Task instructions
Put every line of the records below into a numbered list, skipping blank lines. Keep the pictures out of your answer.

— START OF Data to use —

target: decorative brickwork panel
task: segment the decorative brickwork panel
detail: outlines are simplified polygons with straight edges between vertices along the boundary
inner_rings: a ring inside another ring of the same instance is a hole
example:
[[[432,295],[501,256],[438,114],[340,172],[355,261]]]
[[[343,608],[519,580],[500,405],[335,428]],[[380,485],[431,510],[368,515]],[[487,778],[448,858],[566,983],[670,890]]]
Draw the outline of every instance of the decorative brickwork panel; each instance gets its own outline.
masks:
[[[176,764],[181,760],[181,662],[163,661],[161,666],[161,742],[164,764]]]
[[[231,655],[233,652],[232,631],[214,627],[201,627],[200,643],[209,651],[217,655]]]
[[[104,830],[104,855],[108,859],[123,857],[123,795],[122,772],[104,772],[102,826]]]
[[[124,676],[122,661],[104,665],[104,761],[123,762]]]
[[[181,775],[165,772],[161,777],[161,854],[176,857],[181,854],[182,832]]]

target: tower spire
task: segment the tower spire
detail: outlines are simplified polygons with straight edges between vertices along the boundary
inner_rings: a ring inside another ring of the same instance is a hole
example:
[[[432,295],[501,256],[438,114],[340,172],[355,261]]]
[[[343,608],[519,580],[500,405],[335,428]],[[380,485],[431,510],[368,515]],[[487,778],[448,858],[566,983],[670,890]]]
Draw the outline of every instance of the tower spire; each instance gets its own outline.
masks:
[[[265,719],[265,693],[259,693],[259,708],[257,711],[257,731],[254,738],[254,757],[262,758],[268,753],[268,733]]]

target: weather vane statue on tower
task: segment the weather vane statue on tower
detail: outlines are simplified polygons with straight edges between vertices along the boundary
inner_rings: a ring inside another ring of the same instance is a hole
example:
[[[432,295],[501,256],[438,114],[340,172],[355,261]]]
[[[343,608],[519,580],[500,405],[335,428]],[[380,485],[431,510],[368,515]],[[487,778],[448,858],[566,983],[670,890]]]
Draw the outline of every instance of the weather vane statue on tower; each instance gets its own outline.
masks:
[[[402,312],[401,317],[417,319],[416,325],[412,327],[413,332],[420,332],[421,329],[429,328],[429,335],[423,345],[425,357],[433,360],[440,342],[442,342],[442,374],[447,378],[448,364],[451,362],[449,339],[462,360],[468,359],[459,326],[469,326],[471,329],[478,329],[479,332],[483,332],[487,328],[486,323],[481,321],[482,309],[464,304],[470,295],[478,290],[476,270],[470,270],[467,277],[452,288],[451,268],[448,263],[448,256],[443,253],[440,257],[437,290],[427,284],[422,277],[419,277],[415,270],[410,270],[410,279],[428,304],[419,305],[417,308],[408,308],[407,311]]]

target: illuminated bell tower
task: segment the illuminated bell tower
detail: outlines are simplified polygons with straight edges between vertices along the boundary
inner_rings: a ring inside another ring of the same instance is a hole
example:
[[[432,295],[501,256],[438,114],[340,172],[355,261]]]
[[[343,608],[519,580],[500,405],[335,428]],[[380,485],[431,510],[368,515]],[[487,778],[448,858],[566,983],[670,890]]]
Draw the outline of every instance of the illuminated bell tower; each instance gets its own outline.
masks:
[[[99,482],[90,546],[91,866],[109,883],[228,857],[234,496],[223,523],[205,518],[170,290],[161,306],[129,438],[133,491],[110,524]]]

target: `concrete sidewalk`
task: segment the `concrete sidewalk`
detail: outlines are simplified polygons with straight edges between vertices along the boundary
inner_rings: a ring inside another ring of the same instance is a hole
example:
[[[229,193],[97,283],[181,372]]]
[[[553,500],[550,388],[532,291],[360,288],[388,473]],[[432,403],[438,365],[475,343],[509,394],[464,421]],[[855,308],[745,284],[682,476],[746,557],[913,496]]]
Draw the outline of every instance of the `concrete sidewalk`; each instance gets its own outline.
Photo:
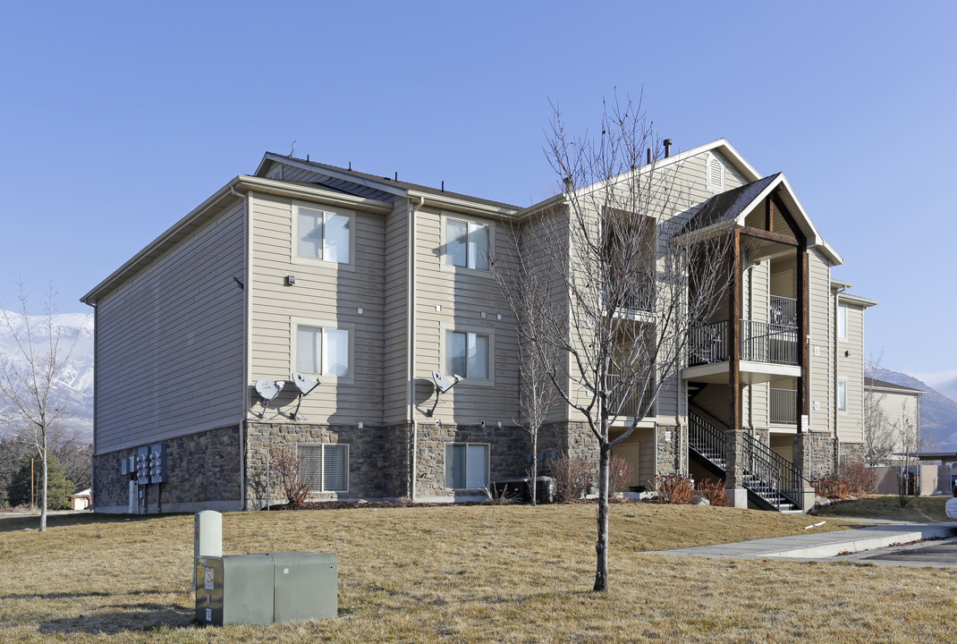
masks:
[[[648,554],[741,559],[762,557],[818,559],[834,557],[840,553],[881,548],[895,544],[907,544],[921,539],[945,539],[957,535],[957,523],[894,522],[830,532],[813,532],[813,529],[811,528],[808,534],[792,537],[758,539],[739,544],[701,545],[678,550],[658,550]]]

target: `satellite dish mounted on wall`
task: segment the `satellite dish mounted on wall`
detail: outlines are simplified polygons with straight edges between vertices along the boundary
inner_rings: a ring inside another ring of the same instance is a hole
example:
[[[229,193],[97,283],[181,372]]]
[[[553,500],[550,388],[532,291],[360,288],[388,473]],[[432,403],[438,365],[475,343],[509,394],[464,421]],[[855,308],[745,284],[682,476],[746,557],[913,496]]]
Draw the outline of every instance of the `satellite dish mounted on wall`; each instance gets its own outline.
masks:
[[[322,378],[308,378],[303,376],[299,371],[293,371],[293,384],[296,385],[296,389],[299,389],[299,400],[296,402],[296,411],[289,414],[290,420],[296,420],[296,415],[299,413],[300,405],[302,404],[302,398],[304,396],[312,393],[312,390],[323,384]]]
[[[275,383],[272,380],[257,380],[256,383],[256,392],[259,394],[262,398],[262,411],[259,413],[259,420],[262,420],[266,415],[266,408],[269,407],[269,403],[276,400],[277,396],[279,395],[279,391],[282,388],[286,386],[284,380],[278,380]]]
[[[425,412],[425,415],[428,416],[429,418],[432,417],[433,412],[435,411],[435,408],[438,406],[438,396],[439,396],[439,394],[440,393],[446,393],[453,387],[455,387],[458,383],[460,383],[463,380],[465,380],[465,378],[462,378],[459,375],[453,375],[450,378],[449,376],[445,375],[441,371],[435,371],[435,370],[433,370],[433,372],[432,372],[432,379],[435,381],[435,402],[434,402],[434,404],[433,404],[432,409],[428,410]]]

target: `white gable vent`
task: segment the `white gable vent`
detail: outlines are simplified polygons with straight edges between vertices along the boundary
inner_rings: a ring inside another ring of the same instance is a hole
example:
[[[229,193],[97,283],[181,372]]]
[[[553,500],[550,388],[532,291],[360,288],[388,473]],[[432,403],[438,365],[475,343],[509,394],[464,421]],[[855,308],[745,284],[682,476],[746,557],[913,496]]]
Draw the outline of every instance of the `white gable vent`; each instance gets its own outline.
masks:
[[[723,192],[724,191],[724,164],[721,162],[721,159],[713,154],[708,154],[708,158],[705,161],[705,173],[707,175],[706,182],[708,188],[714,192]]]

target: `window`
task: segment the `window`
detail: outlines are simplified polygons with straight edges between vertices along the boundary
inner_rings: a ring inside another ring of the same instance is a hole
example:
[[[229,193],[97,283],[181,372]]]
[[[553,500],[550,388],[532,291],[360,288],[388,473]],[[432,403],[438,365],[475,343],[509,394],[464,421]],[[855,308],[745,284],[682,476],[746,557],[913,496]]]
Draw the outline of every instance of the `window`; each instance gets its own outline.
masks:
[[[348,492],[348,445],[300,445],[299,476],[314,492]]]
[[[847,340],[847,307],[837,307],[837,338]]]
[[[488,445],[445,446],[445,486],[474,490],[488,485]]]
[[[348,330],[297,325],[296,370],[348,378]]]
[[[488,336],[480,333],[445,334],[446,369],[464,378],[488,380]]]
[[[489,251],[488,226],[458,219],[445,220],[446,263],[487,271]]]
[[[296,223],[299,256],[349,263],[352,223],[348,215],[300,208]]]

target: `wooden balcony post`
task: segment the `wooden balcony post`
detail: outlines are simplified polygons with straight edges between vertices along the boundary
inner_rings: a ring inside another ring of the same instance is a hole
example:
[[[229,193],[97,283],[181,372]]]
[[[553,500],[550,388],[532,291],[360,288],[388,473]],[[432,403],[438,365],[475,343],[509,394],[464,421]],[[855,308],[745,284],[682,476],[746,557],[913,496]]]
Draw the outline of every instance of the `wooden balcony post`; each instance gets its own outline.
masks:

— END OF Data to use —

Result below
1. target: decorative brickwork panel
2. task: segment the decorative brickwork panel
3. detail: outlines are simplified polygons with straight edges between vertices along the boundary
4. inner_rings: a ring inside another ring of the same instance is a hole
5. example:
6. [[[432,295],[501,256],[438,114],[340,172],[355,261]]]
7. [[[343,608],[519,580],[500,405],[335,428]],[[380,485],[431,510],[368,515]],[[487,778],[448,858],[566,983],[670,890]]]
8. Draw the outline of every instance of the decorative brickwork panel; each instance gets its own outline.
9. masks:
10. [[[176,764],[181,760],[181,662],[163,661],[161,666],[161,742],[164,764]]]
11. [[[231,655],[233,652],[232,631],[214,627],[201,627],[200,643],[209,651],[217,655]]]
12. [[[104,830],[104,855],[108,859],[123,857],[123,795],[122,772],[104,772],[102,826]]]
13. [[[124,676],[122,661],[104,665],[104,761],[123,762]]]
14. [[[181,775],[165,772],[161,777],[161,854],[176,857],[181,854],[182,832]]]
15. target: tower spire
16. task: segment the tower spire
17. detail: outlines are simplified polygons with straight edges between vertices along the boundary
18. inner_rings: a ring inside another ring of the same instance is a hole
19. example:
20. [[[432,295],[501,256],[438,114],[340,172],[355,261]]]
21. [[[343,608],[519,580],[500,405],[335,428]],[[380,485],[431,510],[368,515]],[[487,778],[448,858],[566,983],[670,890]]]
22. Draw the outline of every instance of the tower spire; each instance gets its own outline.
23. masks:
24. [[[265,719],[265,693],[259,693],[259,708],[257,711],[257,731],[254,738],[254,757],[262,758],[268,753],[268,733]]]
25. target: weather vane statue on tower
26. task: segment the weather vane statue on tower
27. detail: outlines are simplified polygons with straight edges between vertices along the boundary
28. inner_rings: a ring inside another ring of the same instance is a hole
29. example:
30. [[[432,295],[501,256],[438,114],[340,172],[355,261]]]
31. [[[343,608],[519,580],[500,405],[335,428]],[[380,485],[431,510],[368,515]],[[487,778],[448,858],[566,983],[670,890]]]
32. Draw the outline of every instance of the weather vane statue on tower; each instance gets its own outline.
33. masks:
34. [[[402,312],[401,317],[417,319],[416,325],[412,327],[413,332],[420,332],[421,329],[429,328],[429,335],[423,345],[425,357],[433,360],[440,342],[442,342],[442,374],[447,378],[448,364],[451,362],[449,339],[462,360],[468,359],[459,326],[469,326],[471,329],[478,329],[479,332],[483,332],[487,328],[486,323],[481,321],[482,309],[464,304],[470,295],[478,290],[476,270],[470,270],[467,277],[452,288],[451,268],[448,263],[448,256],[443,253],[440,257],[437,290],[427,284],[422,277],[419,277],[415,270],[410,270],[410,279],[428,304],[419,305],[417,308],[408,308],[407,311]]]
35. target: illuminated bell tower
36. task: segment the illuminated bell tower
37. detail: outlines are simplified polygons with straight edges between vertices along the boundary
38. inner_rings: a ring inside another ring of the same instance is a hole
39. example:
40. [[[432,295],[501,256],[438,114],[340,172],[355,261]]]
41. [[[343,608],[519,580],[500,405],[335,428]],[[380,485],[431,510],[368,515]],[[487,778],[448,858],[566,983],[670,890]]]
42. Draw the outline of every instance of the illuminated bell tower; each instance gets its own outline.
43. masks:
44. [[[99,482],[90,546],[91,866],[109,883],[228,857],[234,496],[223,523],[205,518],[170,290],[161,306],[129,438],[133,491],[110,524]]]
45. target: `concrete sidewalk`
46. task: segment the `concrete sidewalk`
47. detail: outlines are simplified polygons with straight edges between vertices along the boundary
48. inner_rings: a ring inside another ring of the same instance is a hole
49. example:
50. [[[229,193],[97,283],[181,372]]]
51. [[[553,500],[550,388],[532,291],[360,288],[388,473]],[[432,403],[438,365],[475,343],[509,394],[464,421]],[[855,308],[745,284],[682,476],[746,557],[913,496]]]
52. Draw the outline of every instance of the `concrete sidewalk`; each instance gets its own outline.
53. Photo:
54. masks:
55. [[[648,554],[741,559],[762,557],[818,559],[834,557],[840,553],[881,548],[895,544],[907,544],[921,539],[945,539],[957,535],[957,523],[894,522],[830,532],[813,532],[813,529],[811,528],[808,534],[792,537],[758,539],[739,544],[701,545],[678,550],[658,550]]]
56. target: `satellite dish mounted on wall`
57. task: segment the `satellite dish mounted on wall`
58. detail: outlines are simplified polygons with straight edges between vertices along the boundary
59. inner_rings: a ring inside another ring of the same instance is a hole
60. example:
61. [[[229,193],[97,283],[181,372]]]
62. [[[553,500],[550,388],[532,291],[360,288],[388,473]],[[432,403],[438,365],[475,343],[509,394],[464,421]],[[855,308],[745,284],[682,476],[746,557],[913,496]]]
63. Draw the outline of every instance of the `satellite dish mounted on wall`; each instance gets its own outline.
64. masks:
65. [[[322,378],[308,378],[303,376],[299,371],[293,371],[293,384],[296,385],[296,389],[299,389],[299,400],[296,402],[296,411],[289,414],[290,420],[296,420],[296,415],[299,413],[300,405],[302,404],[302,398],[304,396],[312,393],[312,390],[323,384]]]
66. [[[275,383],[272,380],[257,380],[256,383],[256,392],[259,394],[262,398],[262,411],[259,413],[259,420],[262,420],[266,415],[266,408],[269,407],[269,403],[276,400],[277,396],[279,395],[279,391],[282,388],[286,386],[284,380],[278,380]]]
67. [[[425,412],[425,415],[428,416],[429,418],[432,417],[433,412],[435,411],[435,408],[438,406],[438,396],[439,396],[439,394],[440,393],[446,393],[453,387],[455,387],[458,383],[460,383],[463,380],[465,380],[465,378],[462,378],[459,375],[453,375],[450,378],[449,376],[445,375],[441,371],[435,371],[435,370],[433,370],[433,372],[432,372],[432,379],[435,381],[435,402],[434,402],[434,404],[433,404],[432,409],[428,410]]]
68. target: `white gable vent`
69. task: segment the `white gable vent`
70. detail: outlines are simplified polygons with straight edges between vertices along the boundary
71. inner_rings: a ring inside another ring of the same instance is a hole
72. example:
73. [[[229,193],[97,283],[181,372]]]
74. [[[553,500],[550,388],[532,291],[360,288],[388,473]],[[432,403],[438,365],[475,343],[509,394],[464,421]],[[855,308],[745,284],[682,476],[746,557],[913,496]]]
75. Draw the outline of every instance of the `white gable vent`; each instance gets its own outline.
76. masks:
77. [[[723,192],[724,191],[724,164],[721,162],[721,159],[713,154],[708,154],[708,158],[705,161],[705,173],[707,175],[706,182],[708,188],[714,192]]]
78. target: `window`
79. task: segment the `window`
80. detail: outlines are simplified polygons with straight edges between vertices along the boundary
81. inner_rings: a ring inside another ring of the same instance is a hole
82. example:
83. [[[229,193],[97,283],[181,372]]]
84. [[[553,500],[550,388],[532,291],[360,288],[388,473]],[[432,403],[438,365],[475,343],[509,394],[464,421]],[[855,308],[745,284],[682,476],[746,557],[913,496]]]
85. Draw the outline of every instance of the `window`; each instance gets its own outline.
86. masks:
87. [[[348,492],[348,445],[300,445],[299,476],[314,492]]]
88. [[[847,340],[847,307],[837,307],[837,338]]]
89. [[[488,445],[445,446],[445,486],[474,490],[488,485]]]
90. [[[348,330],[297,325],[296,370],[348,378]]]
91. [[[488,336],[480,333],[445,334],[446,369],[464,378],[488,380]]]
92. [[[489,251],[488,226],[458,219],[445,220],[446,263],[487,271]]]
93. [[[296,223],[299,256],[349,263],[352,223],[348,215],[300,208]]]
94. target: `wooden balcony post`
95. task: segment the `wooden balcony post`
96. detail: outlines are simplified polygons with straight edges between vertices along the boundary
97. inner_rings: a ring inside another ring of the same instance is a hole
98. example:
99. [[[229,193],[97,283],[181,372]]]
100. [[[553,500],[550,388],[532,291],[360,288],[388,473]],[[432,403],[438,365],[475,343],[509,394],[464,421]],[[855,308],[745,284],[682,476],[746,557],[913,496]]]
101. Draw the outline of every instance of the `wooden balcony post`; each instance gets its own outline.
102. masks:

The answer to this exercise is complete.